* Stated problem *
Reproduce every line below word for word, but leave the pictures out of your copy.

* Data section *
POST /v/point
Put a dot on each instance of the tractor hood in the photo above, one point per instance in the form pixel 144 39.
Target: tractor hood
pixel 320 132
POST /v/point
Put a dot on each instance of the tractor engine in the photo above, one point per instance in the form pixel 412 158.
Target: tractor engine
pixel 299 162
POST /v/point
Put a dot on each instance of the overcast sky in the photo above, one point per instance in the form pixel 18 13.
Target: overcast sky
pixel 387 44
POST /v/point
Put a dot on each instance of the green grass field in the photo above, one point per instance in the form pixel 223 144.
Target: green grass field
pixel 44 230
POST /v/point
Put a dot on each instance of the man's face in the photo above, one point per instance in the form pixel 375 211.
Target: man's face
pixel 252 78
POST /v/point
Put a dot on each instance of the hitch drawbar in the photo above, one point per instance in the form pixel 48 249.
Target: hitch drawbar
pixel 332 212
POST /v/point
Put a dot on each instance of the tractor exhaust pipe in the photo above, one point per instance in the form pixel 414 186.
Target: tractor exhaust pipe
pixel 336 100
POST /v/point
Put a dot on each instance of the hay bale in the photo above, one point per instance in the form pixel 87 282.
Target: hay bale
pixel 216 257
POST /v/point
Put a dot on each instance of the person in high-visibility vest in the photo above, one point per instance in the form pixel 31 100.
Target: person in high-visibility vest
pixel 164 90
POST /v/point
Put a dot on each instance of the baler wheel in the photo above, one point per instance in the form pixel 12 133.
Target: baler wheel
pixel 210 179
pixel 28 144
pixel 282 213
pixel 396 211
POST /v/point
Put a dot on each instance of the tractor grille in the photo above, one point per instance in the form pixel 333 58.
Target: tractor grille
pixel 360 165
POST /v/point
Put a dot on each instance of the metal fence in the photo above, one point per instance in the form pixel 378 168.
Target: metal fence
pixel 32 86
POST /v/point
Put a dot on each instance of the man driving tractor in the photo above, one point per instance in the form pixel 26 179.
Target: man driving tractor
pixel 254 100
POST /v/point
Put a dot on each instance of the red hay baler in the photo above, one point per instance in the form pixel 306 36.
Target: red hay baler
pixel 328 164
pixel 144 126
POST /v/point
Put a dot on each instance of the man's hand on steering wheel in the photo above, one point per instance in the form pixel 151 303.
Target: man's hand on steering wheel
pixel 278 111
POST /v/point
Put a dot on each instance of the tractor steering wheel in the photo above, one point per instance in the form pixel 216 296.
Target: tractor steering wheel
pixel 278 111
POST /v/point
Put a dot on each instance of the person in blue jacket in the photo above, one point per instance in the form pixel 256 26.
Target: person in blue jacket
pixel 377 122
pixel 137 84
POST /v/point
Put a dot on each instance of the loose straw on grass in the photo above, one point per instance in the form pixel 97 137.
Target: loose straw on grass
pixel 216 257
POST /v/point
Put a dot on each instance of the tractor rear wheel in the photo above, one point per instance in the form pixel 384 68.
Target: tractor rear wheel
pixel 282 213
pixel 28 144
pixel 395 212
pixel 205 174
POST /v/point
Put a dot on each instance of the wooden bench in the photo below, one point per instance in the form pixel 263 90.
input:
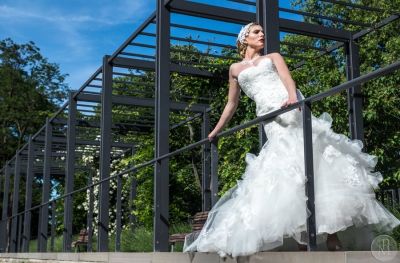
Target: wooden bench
pixel 199 220
pixel 82 241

* The response *
POST /v/point
Put a dot on each instance of the tractor hood in the photo above, one point per instance in the form pixel 144 39.
Target: tractor hood
pixel 320 132
POST /v/point
Put a dot on each instance of the tractor engine in the photo above, one point per instance in the form pixel 412 158.
Target: tractor engine
pixel 299 162
POST /v/point
Put a dot on each instance of the overcast sky in the photo above, one point per instance in the form pixel 18 13.
Target: overcast sky
pixel 387 44
POST /v/point
Put a dot on each instance of the green grass field in the photo above, one point per instance in the form pixel 223 144.
Target: green grass field
pixel 44 230
POST /v/point
Put a dot on each instance of the man's face in the photo above, one point per instance in the form pixel 375 211.
Target: man's face
pixel 252 78
POST /v/point
Put a dot on each instance of the hitch drawbar in the photo above, one point per instance in the form pixel 48 249.
Target: hitch drawbar
pixel 332 212
POST /v/point
Put a dot on each instance of the tractor exhaust pipe in the photo above, one point per instance in the form pixel 414 186.
Target: tractor exhaust pipe
pixel 336 100
POST /v/point
Put a dot on each instance of the hay bale in the photo above, one point per instance in the form pixel 87 282.
Target: hay bale
pixel 216 257
POST /v/point
Put a dot on each instance of the person in high-visibility vest in the photo above, one point per instance in the form pixel 31 100.
Target: person in high-visibility vest
pixel 164 90
POST /v/point
Put a dot on each instance of the baler wheel in the photo above, one point per instance in the form pixel 12 133.
Target: baler wheel
pixel 210 179
pixel 28 144
pixel 282 213
pixel 396 211
POST /v/point
Put a dot on each instance of the tractor grille in the photo above, one point per instance in the form pixel 333 58.
Target: tractor grille
pixel 360 165
POST /v/point
Put a dot on each instance of the metal fence in the photo above, one point per instance in the form pixel 378 168.
Target: metal fence
pixel 32 86
POST /v/point
Put a dot on each instance of the man driving tractor in the photo above, one point per instance in the form pixel 26 179.
Target: man driving tractor
pixel 254 100
POST /v/point
Put a dot on each instance of the red hay baler in the photo above, one point per instance in the form pixel 306 36.
Target: red hay baler
pixel 328 164
pixel 144 126
POST /v/point
Put a dot on each instance of the man's hand on steering wheel in the photo above, one point per instance in the form pixel 151 303.
Target: man's hand on steering wheel
pixel 278 111
POST /v/point
Put a dot on each instance of the tractor steering wheel in the photo above, one point per instance in the form pixel 216 296.
Target: tractor steering wheel
pixel 278 111
POST /v/point
Put a dot on each instance of the person in blue jacket in the photo above, one point per instance in the form pixel 256 26.
Target: person in blue jacket
pixel 377 122
pixel 137 84
POST /v/point
Put a dot on each instance of the loose straw on grass in the photo above, one point per instance in the form pixel 97 137.
Target: loose straw on grass
pixel 216 257
POST /v/point
Put a dot on each instance of the tractor rear wheel in the photo above, one point per instance in the form pixel 384 68.
Target: tractor rear wheel
pixel 282 213
pixel 28 144
pixel 395 212
pixel 205 174
POST /v/point
Put a dot on each instance of the wooden bench in the photo below, one point per instance in the form pixel 263 90.
input:
Target: wooden bench
pixel 199 220
pixel 82 241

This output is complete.